> TASK DESCRIPTION: Set down the line that contains "251L227 249L225 258L229" and every line after it to the end of the entries, exactly as they stand and nothing more.

*** Opening of DATA ***

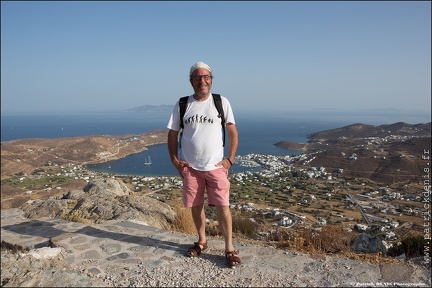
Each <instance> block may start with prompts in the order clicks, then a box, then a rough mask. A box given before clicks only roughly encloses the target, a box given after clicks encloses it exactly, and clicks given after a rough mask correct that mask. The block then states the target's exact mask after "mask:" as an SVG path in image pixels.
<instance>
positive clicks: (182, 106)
mask: <svg viewBox="0 0 432 288" xmlns="http://www.w3.org/2000/svg"><path fill="white" fill-rule="evenodd" d="M188 98H189V96H185V97H181V98H180V100H179V107H180V128H182V129H183V128H184V122H183V117H184V114H185V113H186V107H187V100H188Z"/></svg>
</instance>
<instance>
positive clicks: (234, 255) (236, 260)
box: [225, 251, 241, 267]
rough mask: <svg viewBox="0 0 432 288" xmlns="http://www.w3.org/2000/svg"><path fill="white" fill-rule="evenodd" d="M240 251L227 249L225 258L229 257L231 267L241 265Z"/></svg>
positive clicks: (229, 261) (225, 255) (228, 262)
mask: <svg viewBox="0 0 432 288" xmlns="http://www.w3.org/2000/svg"><path fill="white" fill-rule="evenodd" d="M237 254H238V252H236V251H231V252H228V251H225V258H226V259H227V262H228V265H229V266H230V267H234V266H236V265H240V264H241V260H240V257H239V256H238V255H237Z"/></svg>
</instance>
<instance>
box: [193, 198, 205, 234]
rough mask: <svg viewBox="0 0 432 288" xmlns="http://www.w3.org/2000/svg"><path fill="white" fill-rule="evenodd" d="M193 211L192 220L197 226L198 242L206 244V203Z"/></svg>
mask: <svg viewBox="0 0 432 288" xmlns="http://www.w3.org/2000/svg"><path fill="white" fill-rule="evenodd" d="M191 210H192V219H193V221H194V224H195V228H196V229H197V232H198V242H199V243H205V242H206V241H207V239H206V235H205V213H204V203H202V204H200V205H197V206H194V207H192V208H191Z"/></svg>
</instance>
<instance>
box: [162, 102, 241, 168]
mask: <svg viewBox="0 0 432 288" xmlns="http://www.w3.org/2000/svg"><path fill="white" fill-rule="evenodd" d="M221 99H222V107H223V110H224V115H225V123H233V124H235V120H234V114H233V111H232V109H231V104H230V103H229V101H228V99H226V98H225V97H223V96H221ZM183 120H184V129H183V136H182V138H181V149H180V151H179V158H180V159H181V160H184V161H186V162H188V163H189V165H190V166H191V167H192V168H193V169H195V170H200V171H211V170H214V169H217V168H219V167H217V166H216V163H218V162H220V161H221V160H222V159H223V152H224V149H223V146H222V145H223V135H222V125H221V121H222V120H221V119H220V118H218V112H217V109H216V106H215V104H214V101H213V97H209V98H208V99H207V100H205V101H197V100H195V99H194V98H193V96H189V98H188V105H187V108H186V112H185V115H184V118H183ZM167 128H168V129H171V130H175V131H180V129H181V128H180V109H179V101H177V103H176V105H175V106H174V109H173V111H172V113H171V117H170V119H169V122H168V125H167ZM227 135H228V133H227ZM227 138H228V137H227Z"/></svg>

*** Close of DATA ***

> WRITTEN SOLUTION:
rough mask: <svg viewBox="0 0 432 288" xmlns="http://www.w3.org/2000/svg"><path fill="white" fill-rule="evenodd" d="M240 251L227 249L225 258L229 257L231 267L241 265Z"/></svg>
positive clicks: (229, 261) (225, 255) (228, 262)
mask: <svg viewBox="0 0 432 288" xmlns="http://www.w3.org/2000/svg"><path fill="white" fill-rule="evenodd" d="M237 254H238V252H236V251H231V252H228V251H225V258H226V259H227V262H228V265H229V266H230V267H234V266H236V265H240V264H241V260H240V257H239V256H238V255H237Z"/></svg>
</instance>
<instance>
box: [193, 198, 205, 234]
rough mask: <svg viewBox="0 0 432 288" xmlns="http://www.w3.org/2000/svg"><path fill="white" fill-rule="evenodd" d="M193 211L192 220L197 226L198 242L206 244V203Z"/></svg>
mask: <svg viewBox="0 0 432 288" xmlns="http://www.w3.org/2000/svg"><path fill="white" fill-rule="evenodd" d="M191 210H192V219H193V221H194V224H195V228H196V229H197V232H198V242H199V243H205V242H206V241H207V239H206V235H205V213H204V203H202V204H200V205H197V206H194V207H192V208H191Z"/></svg>
</instance>
<instance>
box: [162, 102, 241, 168]
mask: <svg viewBox="0 0 432 288" xmlns="http://www.w3.org/2000/svg"><path fill="white" fill-rule="evenodd" d="M221 99H222V107H223V110H224V115H225V123H233V124H235V120H234V114H233V111H232V109H231V104H230V103H229V101H228V99H226V98H225V97H223V96H221ZM183 120H184V129H183V136H182V138H181V149H180V151H179V158H180V159H181V160H184V161H186V162H188V163H189V165H190V166H191V167H192V168H193V169H195V170H200V171H211V170H214V169H217V168H219V167H217V166H216V163H218V162H220V161H221V160H222V159H223V152H224V149H223V146H222V145H223V135H222V125H221V121H222V120H221V119H220V118H218V112H217V109H216V106H215V104H214V101H213V97H209V98H208V99H207V100H205V101H197V100H195V99H194V98H193V96H189V98H188V105H187V108H186V112H185V115H184V118H183ZM167 128H168V129H171V130H175V131H180V129H181V128H180V109H179V101H177V103H176V105H175V106H174V109H173V111H172V113H171V117H170V119H169V122H168V125H167ZM227 135H228V133H227ZM227 138H228V137H227Z"/></svg>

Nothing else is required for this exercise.